Meeting Jim, İngiltere’de altmışlı yıllarda Richard Demarco ile öncü ve radikal Traverse Tiyatrosu’nu, ardından “underground” pop kulübü U.F.O.’yu ve London Arts Lab’i kuran; Edinborough’da Fringe festivalini başlatmış bir “karşı-kültür ikonu” Jim Haynes hakkında bir belgesel.
Belgeselin yönetmeni ve yapımcıları Ece Ger ve Nina Spilger’le Ayvalık Başka Sinema Film Festivali gösterim sırasında bir araya gelip; Jim Haynes ve fikirleri hakkında söyleştik: uluslararası 68 karşı-kültürünün mensubu Jim kendi atölyesinde bir “Dünya Pasaportu” basar ve bunu binlerce insanın kullanımını açar – böylece dünyanın dört bir yanındaki insanların birbirleri ile temaslarını kolaylaşacaktır, Jim’e göre “insanlar birbirlerini tanıdıkça, dünya daha iyi bir yer olacaktır”. Pasaport uzunca bir süre gerçekten kullanıldıktan sonra, tabii ki polisin müdahalesi ile iptal edilir. Jim Haynes 40 yıla yakın bir süredir Paris’teki evinde düzenli olarak her pazar herkese açık ve ücretsiz yemekler düzenlemektedir; bugüne kadar 130 bin kişinin ağırlandığı bu etkinlerin tek amacı insanların bir araya gelmesi – tam da bu yüzden The Guardian gazetesi 83 yaşındaki Jim Haynes’i “networking’in babası” olarak niteler.
Ömer Madra’yla birlikte, Ece ve Nina’ya mikrofon uzatıyoruz.
**
İlksen Mavituna: Meeting Jim prodüksiyonun uluslararası olma özelliğini vurgulayarak başlamak iyi olur diye düşünüyorum; bir tercih mi idi bu, yoksa işler yolda mı bu şekilde gelişti? Bunun yanı sıra, uluslararasılık sizce ürünü nasıl etkiledi?
Ece Ger: Bir tercih söz konusu idi ama biraz da spontane oldu. Jim hakkında bir film yapmaya karar verdiğimde, Jim’i ve evdeki atmosferi tanımış olan kişilerle çalışmak istedim. Bu yolculukta benimle olması için gittiğim ilk kişi İspanyol prodüktörüm Marta Benavides ve görüntü yönetmenim Gigi DellaTore oldu (Gilliam adı ama biz “Cici” diyoruz). Ardından sesçimiz ve ortak yapımcı Oğuzhan geldi; o da Jim’i ve yemeklerini biliyordu, hatta kendi doğum günlerinden birini Jim’de kutlamıştı ve “aura”ya çok hakimdi. Yani bir tür seçim var işin içinde, ama yine de çok hızlı ve spontane bir karar sonucu oldu her şey.
İlksen Mavituna: Bu manada yıllardır uluslararası bir cemiyet, bir topluluk kurmaya çalışan Jim’in Paris’te yaptığı şeye de benziyor filminiz.

- [Veri Dökümü]:
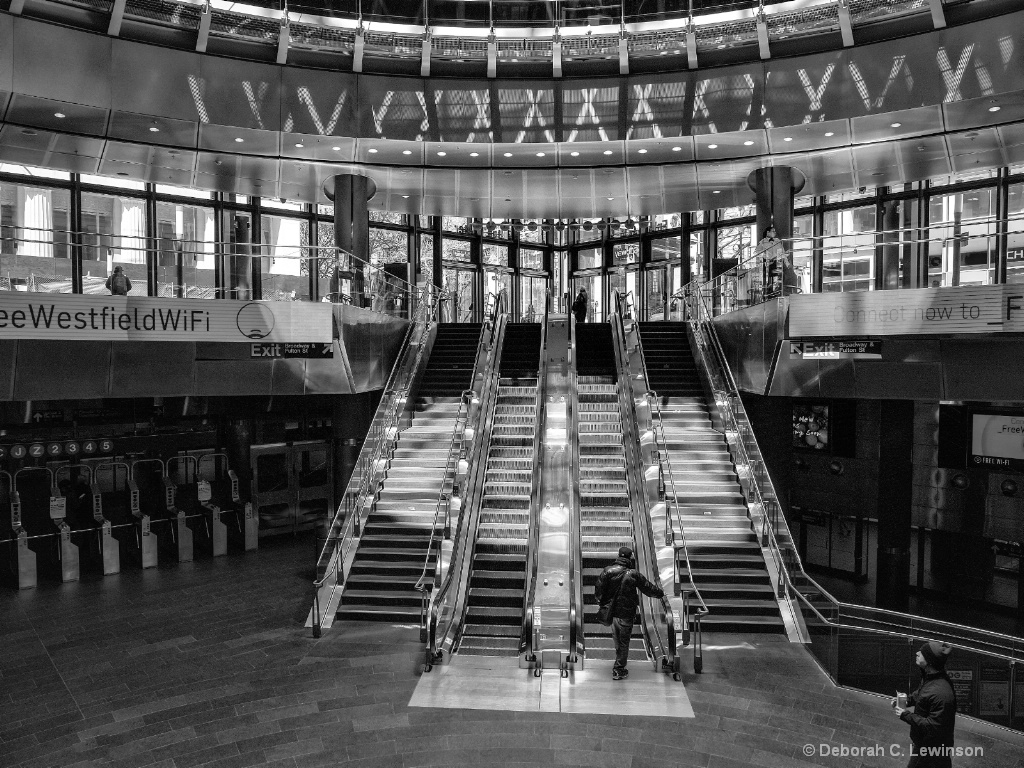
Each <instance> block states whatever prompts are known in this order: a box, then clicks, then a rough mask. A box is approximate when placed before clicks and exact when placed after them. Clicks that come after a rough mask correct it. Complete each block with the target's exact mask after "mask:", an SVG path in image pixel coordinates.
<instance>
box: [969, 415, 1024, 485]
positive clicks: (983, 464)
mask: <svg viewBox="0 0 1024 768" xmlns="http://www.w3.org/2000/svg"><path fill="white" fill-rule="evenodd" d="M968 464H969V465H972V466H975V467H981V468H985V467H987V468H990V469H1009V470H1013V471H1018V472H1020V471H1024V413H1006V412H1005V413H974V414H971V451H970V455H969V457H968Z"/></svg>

--

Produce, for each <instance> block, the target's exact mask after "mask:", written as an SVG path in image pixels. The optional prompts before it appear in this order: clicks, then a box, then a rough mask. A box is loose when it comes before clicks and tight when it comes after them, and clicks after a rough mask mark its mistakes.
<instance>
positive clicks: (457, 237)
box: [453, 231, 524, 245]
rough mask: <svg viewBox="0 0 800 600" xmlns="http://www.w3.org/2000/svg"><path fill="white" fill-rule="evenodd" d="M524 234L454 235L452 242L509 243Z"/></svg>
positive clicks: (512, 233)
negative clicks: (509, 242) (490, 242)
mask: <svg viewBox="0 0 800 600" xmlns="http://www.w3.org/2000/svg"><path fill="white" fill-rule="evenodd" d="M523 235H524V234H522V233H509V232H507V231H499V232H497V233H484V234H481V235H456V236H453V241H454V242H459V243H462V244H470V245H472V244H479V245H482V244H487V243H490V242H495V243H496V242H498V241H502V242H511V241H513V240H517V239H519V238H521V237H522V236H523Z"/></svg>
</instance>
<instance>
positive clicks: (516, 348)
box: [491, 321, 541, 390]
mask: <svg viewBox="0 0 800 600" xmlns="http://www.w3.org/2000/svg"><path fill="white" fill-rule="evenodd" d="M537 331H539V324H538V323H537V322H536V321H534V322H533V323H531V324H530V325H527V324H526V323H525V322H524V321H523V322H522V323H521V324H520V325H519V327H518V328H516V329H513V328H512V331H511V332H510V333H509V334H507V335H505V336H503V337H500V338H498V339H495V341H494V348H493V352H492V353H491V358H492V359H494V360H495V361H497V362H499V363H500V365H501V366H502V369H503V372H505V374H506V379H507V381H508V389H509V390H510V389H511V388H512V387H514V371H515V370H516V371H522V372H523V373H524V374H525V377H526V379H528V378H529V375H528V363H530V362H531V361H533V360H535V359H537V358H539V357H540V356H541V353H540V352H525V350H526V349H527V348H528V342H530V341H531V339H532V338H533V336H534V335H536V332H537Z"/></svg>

---

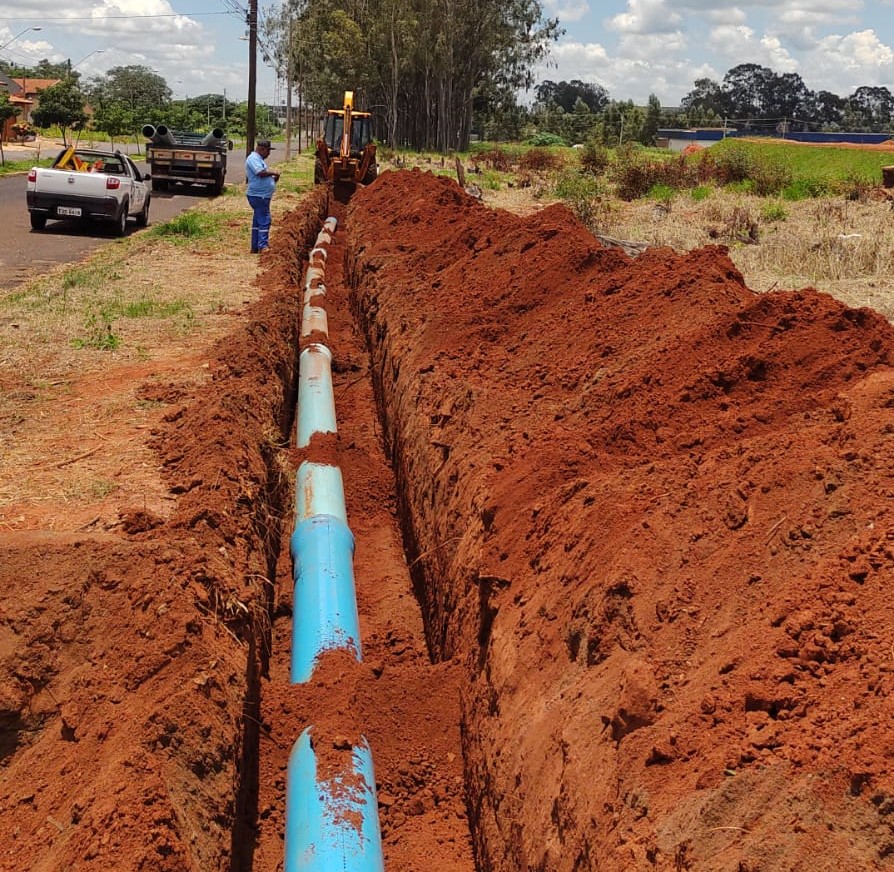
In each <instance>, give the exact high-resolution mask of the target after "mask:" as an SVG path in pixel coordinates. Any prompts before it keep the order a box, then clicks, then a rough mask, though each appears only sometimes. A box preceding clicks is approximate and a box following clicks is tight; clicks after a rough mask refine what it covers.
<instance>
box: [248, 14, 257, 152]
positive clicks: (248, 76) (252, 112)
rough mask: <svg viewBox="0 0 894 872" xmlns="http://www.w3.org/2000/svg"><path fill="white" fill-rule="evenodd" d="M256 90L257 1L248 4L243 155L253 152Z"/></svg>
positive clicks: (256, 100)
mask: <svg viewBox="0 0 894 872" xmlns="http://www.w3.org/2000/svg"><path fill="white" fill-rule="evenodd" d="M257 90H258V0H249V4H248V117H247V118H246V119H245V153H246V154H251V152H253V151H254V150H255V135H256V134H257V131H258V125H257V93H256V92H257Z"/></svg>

- [Yönergeler]:
**a)** Meeting Jim söyleşisine göre The Guardian gazetesi Jim Haynes'i neden "networking'in babası" diye anıyor? Bir ila üç cümleyle açıklayın.
**b)** Satırlarda "In each <instance>, give" ifadesinin geçtiği satırdan "box: [248, 14, 257, 152]" ifadesinin geçtiği satıra kadar olan bölümü, "target" yerine "object" yazarak güncelleyin. Yalnızca bu satırları verin.

- [Görevlerin Cevapları]:
**a)** Jim Haynes 40 yıla yakın bir süredir Paris'teki evinde her pazar herkese açık ve ücretsiz yemekler düzenliyor. Bugüne kadar 130 bin kişinin ağırlandığı bu yemeklerin tek amacı insanları bir araya getirmek. Gazete onu tam da bu yüzden "networking'in babası" olarak niteliyor.

**b)**
In each <instance>, give the exact high-resolution mask of the object after "mask:" as an SVG path in pixel coordinates. Any prompts before it keep the order a box, then clicks, then a rough mask, though each appears only sometimes. A box preceding clicks is approximate and a box following clicks is tight; clicks after a rough mask refine what it covers.
<instance>
box: [248, 14, 257, 152]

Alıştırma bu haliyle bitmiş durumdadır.